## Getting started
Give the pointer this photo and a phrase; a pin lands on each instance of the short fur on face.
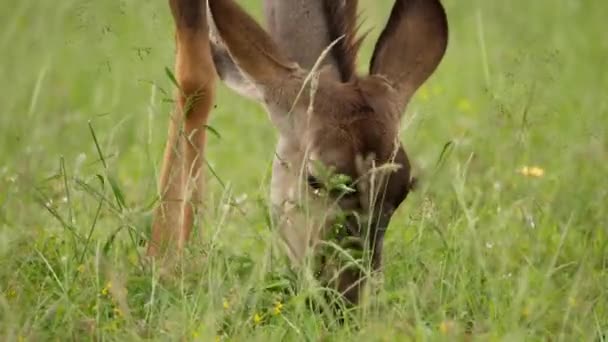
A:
(330, 116)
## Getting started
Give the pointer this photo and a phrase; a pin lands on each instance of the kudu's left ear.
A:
(249, 46)
(411, 45)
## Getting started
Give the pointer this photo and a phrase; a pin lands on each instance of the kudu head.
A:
(333, 122)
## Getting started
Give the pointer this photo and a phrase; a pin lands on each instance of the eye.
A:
(314, 183)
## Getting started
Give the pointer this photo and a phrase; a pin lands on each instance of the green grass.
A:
(479, 248)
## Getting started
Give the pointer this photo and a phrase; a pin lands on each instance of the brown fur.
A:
(341, 17)
(180, 183)
(347, 123)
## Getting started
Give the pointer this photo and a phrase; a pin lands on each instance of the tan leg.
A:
(181, 176)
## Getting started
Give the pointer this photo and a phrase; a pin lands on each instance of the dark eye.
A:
(314, 182)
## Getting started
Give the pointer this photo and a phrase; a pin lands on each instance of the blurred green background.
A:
(481, 250)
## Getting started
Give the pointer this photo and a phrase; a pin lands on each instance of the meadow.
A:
(505, 239)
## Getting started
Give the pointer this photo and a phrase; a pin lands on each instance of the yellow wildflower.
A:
(106, 290)
(526, 311)
(257, 319)
(532, 171)
(464, 105)
(437, 90)
(446, 326)
(278, 306)
(424, 93)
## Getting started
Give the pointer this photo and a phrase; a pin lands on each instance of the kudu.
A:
(181, 178)
(329, 118)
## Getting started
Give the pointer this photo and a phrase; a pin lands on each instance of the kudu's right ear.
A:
(247, 53)
(411, 45)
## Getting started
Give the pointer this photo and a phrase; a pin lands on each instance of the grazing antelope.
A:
(328, 117)
(181, 178)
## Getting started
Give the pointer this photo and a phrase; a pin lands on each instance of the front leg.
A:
(181, 175)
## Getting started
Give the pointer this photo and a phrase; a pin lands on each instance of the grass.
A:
(480, 251)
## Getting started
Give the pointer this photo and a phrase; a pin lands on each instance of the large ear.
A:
(411, 45)
(249, 46)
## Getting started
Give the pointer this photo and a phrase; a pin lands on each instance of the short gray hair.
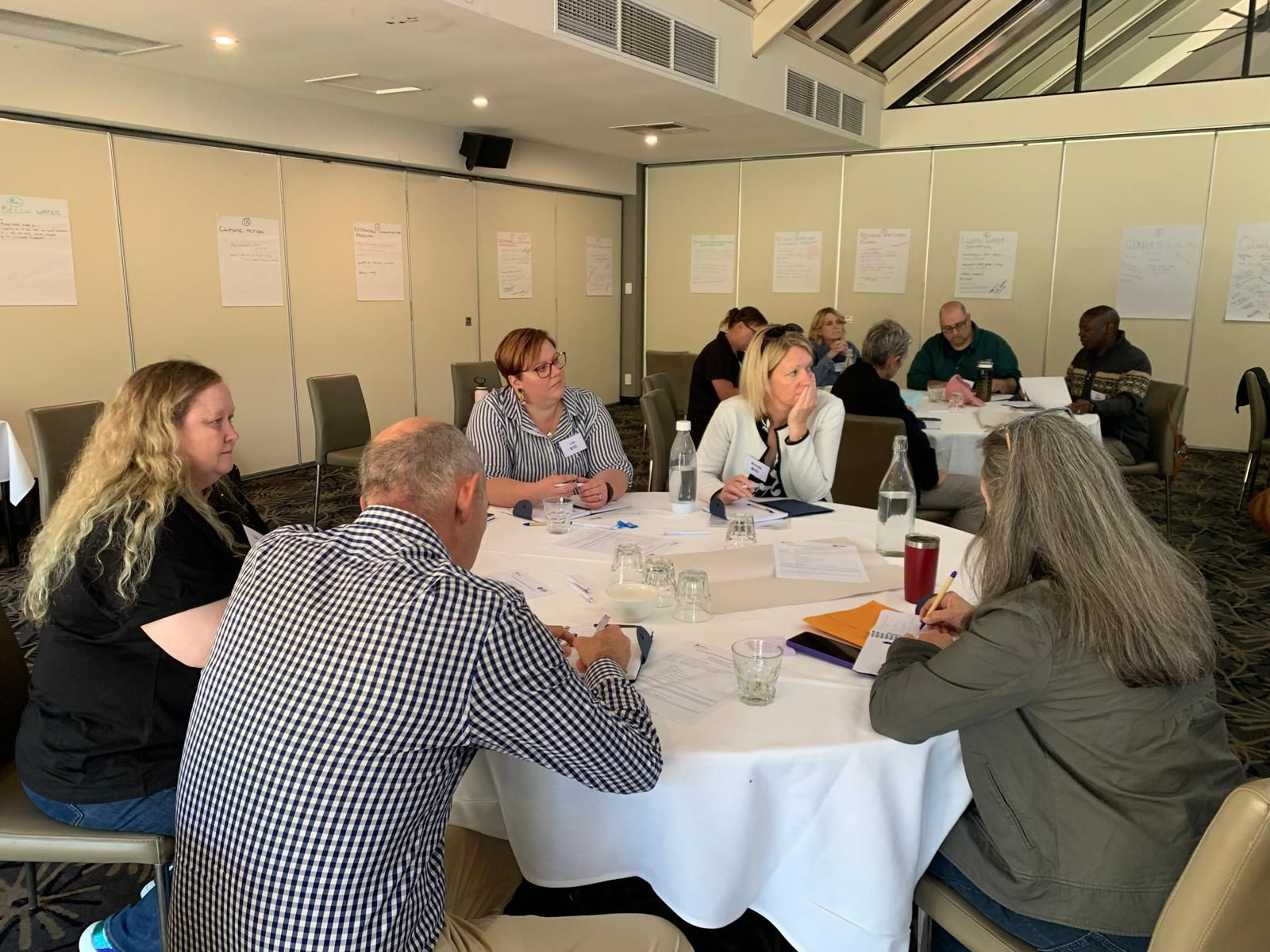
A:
(422, 466)
(884, 340)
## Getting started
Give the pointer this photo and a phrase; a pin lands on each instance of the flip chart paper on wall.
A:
(882, 260)
(251, 253)
(1249, 298)
(986, 264)
(713, 270)
(514, 266)
(378, 258)
(797, 262)
(600, 267)
(37, 266)
(1159, 271)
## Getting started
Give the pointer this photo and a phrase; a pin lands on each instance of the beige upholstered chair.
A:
(660, 420)
(341, 423)
(864, 456)
(27, 835)
(1257, 441)
(1165, 406)
(60, 433)
(467, 378)
(1218, 904)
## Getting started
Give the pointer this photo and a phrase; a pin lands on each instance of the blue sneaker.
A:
(94, 939)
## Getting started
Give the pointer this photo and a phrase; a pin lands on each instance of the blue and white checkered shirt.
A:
(353, 678)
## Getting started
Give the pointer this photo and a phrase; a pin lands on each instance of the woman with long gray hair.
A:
(1083, 689)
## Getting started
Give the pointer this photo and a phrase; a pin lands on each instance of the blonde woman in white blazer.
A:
(780, 436)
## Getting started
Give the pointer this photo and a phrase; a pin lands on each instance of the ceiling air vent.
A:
(591, 19)
(800, 94)
(645, 33)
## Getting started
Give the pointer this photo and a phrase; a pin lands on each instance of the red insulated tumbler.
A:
(921, 566)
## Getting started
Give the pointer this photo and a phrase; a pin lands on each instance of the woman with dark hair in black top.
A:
(718, 367)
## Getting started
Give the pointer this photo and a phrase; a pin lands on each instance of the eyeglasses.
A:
(1053, 412)
(775, 332)
(544, 370)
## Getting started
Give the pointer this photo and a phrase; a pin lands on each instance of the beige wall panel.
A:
(442, 286)
(169, 198)
(511, 209)
(1110, 184)
(588, 327)
(1003, 188)
(334, 332)
(1225, 349)
(787, 194)
(886, 192)
(685, 201)
(65, 355)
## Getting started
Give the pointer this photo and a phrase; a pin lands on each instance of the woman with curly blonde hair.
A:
(129, 582)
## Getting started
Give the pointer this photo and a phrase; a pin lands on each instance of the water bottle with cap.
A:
(897, 501)
(683, 470)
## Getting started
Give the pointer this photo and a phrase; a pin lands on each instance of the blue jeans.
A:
(1047, 937)
(133, 928)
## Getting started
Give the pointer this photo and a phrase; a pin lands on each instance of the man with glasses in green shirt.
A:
(958, 348)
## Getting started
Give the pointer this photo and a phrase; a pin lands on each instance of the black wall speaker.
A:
(486, 152)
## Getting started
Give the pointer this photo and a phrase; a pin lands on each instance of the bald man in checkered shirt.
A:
(355, 677)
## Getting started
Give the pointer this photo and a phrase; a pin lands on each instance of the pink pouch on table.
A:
(959, 386)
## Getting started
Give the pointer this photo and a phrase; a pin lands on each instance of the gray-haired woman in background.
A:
(1083, 689)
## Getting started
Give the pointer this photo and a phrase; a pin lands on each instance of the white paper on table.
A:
(600, 267)
(1159, 271)
(713, 266)
(1047, 391)
(687, 685)
(251, 260)
(882, 260)
(986, 264)
(37, 262)
(379, 262)
(605, 543)
(821, 562)
(514, 266)
(1249, 298)
(889, 626)
(797, 262)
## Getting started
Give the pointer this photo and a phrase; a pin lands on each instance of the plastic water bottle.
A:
(683, 470)
(897, 501)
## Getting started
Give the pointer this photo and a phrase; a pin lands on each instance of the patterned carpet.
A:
(1230, 550)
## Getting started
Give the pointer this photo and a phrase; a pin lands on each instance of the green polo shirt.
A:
(939, 361)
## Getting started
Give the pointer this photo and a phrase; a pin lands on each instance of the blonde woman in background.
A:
(831, 351)
(780, 420)
(129, 582)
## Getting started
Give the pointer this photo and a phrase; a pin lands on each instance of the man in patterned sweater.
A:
(1109, 378)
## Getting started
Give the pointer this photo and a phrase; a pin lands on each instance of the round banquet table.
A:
(959, 451)
(797, 810)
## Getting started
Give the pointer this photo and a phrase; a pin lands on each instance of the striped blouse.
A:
(512, 447)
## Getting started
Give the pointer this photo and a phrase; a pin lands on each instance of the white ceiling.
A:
(540, 88)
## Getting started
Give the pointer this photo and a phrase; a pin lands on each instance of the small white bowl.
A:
(632, 601)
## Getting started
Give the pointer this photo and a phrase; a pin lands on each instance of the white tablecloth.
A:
(959, 452)
(798, 810)
(13, 465)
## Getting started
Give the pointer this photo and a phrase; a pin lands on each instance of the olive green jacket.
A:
(1089, 797)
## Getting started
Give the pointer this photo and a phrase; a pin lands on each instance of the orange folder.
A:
(851, 626)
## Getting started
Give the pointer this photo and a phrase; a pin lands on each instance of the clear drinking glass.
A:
(629, 562)
(660, 573)
(692, 597)
(759, 666)
(559, 513)
(741, 531)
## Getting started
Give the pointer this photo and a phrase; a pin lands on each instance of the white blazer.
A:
(806, 467)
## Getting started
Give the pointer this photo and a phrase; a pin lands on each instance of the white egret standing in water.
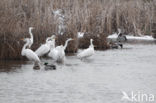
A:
(29, 53)
(45, 48)
(58, 53)
(87, 52)
(31, 36)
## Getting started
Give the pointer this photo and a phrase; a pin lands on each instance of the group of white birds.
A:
(57, 53)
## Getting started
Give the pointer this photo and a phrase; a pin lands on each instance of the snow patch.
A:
(80, 34)
(114, 36)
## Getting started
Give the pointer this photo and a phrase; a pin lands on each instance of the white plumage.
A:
(28, 52)
(45, 48)
(58, 53)
(31, 36)
(87, 52)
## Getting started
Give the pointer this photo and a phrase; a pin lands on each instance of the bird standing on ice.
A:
(87, 52)
(31, 36)
(45, 48)
(29, 53)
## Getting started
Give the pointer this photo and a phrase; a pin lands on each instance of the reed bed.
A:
(96, 18)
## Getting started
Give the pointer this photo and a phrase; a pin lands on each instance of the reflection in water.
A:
(99, 79)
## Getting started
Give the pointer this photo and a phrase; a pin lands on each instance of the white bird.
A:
(31, 36)
(45, 48)
(58, 53)
(28, 52)
(87, 52)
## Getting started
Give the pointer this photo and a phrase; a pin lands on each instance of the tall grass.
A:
(97, 18)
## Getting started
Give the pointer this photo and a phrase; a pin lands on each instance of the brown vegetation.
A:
(96, 17)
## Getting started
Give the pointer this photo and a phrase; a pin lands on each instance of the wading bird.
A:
(121, 37)
(29, 53)
(87, 52)
(45, 48)
(31, 36)
(58, 53)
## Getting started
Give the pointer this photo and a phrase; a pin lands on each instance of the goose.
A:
(121, 37)
(87, 52)
(45, 48)
(49, 66)
(58, 53)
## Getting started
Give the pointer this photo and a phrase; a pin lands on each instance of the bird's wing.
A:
(42, 50)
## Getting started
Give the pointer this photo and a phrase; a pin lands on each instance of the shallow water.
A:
(99, 79)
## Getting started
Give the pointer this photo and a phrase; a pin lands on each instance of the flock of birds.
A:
(57, 53)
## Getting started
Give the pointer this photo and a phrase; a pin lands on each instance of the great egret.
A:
(87, 52)
(121, 37)
(58, 53)
(45, 48)
(31, 36)
(29, 53)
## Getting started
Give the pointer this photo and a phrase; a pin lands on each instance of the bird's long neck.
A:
(24, 47)
(66, 43)
(48, 39)
(119, 31)
(91, 43)
(31, 35)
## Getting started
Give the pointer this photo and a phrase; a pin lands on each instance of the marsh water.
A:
(98, 79)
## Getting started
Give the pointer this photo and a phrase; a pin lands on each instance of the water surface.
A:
(99, 79)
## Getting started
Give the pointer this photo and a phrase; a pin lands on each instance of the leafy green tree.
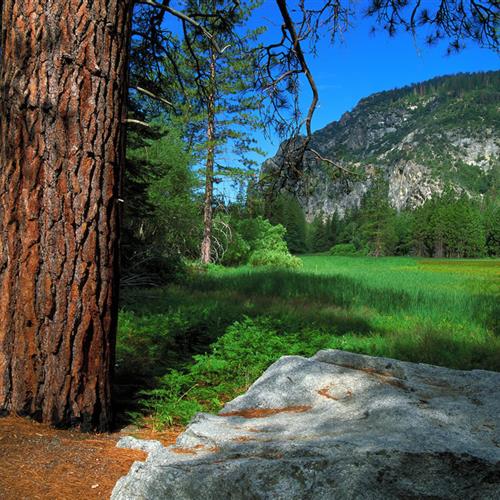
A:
(161, 222)
(220, 105)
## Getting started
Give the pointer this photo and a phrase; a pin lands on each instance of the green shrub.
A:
(344, 249)
(274, 258)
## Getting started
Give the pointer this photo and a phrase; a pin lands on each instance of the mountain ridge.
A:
(420, 140)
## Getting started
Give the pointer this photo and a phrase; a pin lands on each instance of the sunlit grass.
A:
(434, 312)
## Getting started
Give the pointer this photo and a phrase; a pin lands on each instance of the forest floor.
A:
(39, 462)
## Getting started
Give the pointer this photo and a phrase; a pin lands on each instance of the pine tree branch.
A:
(186, 19)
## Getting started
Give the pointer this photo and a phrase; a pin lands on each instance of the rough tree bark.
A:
(206, 244)
(62, 94)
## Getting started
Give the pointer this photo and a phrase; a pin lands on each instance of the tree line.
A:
(64, 90)
(449, 225)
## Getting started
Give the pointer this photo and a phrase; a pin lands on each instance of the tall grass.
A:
(439, 312)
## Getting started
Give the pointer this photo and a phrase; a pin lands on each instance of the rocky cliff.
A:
(418, 140)
(336, 426)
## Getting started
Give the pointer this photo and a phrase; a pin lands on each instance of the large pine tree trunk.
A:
(62, 95)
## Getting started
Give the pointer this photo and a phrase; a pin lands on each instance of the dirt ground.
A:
(38, 462)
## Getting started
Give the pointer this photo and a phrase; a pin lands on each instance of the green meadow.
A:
(193, 345)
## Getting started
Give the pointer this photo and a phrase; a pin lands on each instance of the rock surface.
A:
(337, 425)
(418, 140)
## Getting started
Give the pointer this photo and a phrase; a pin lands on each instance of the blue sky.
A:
(364, 63)
(361, 64)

Task details >>
Reproduce each line of the records in which the word "long" appears.

Response to this task >>
Give the pointer this photo and a phrase; a pin lands on each instance of the woman with long gray hair.
Give the pointer this photo and a phrase; a pin lands on each instance of the bird's long neck.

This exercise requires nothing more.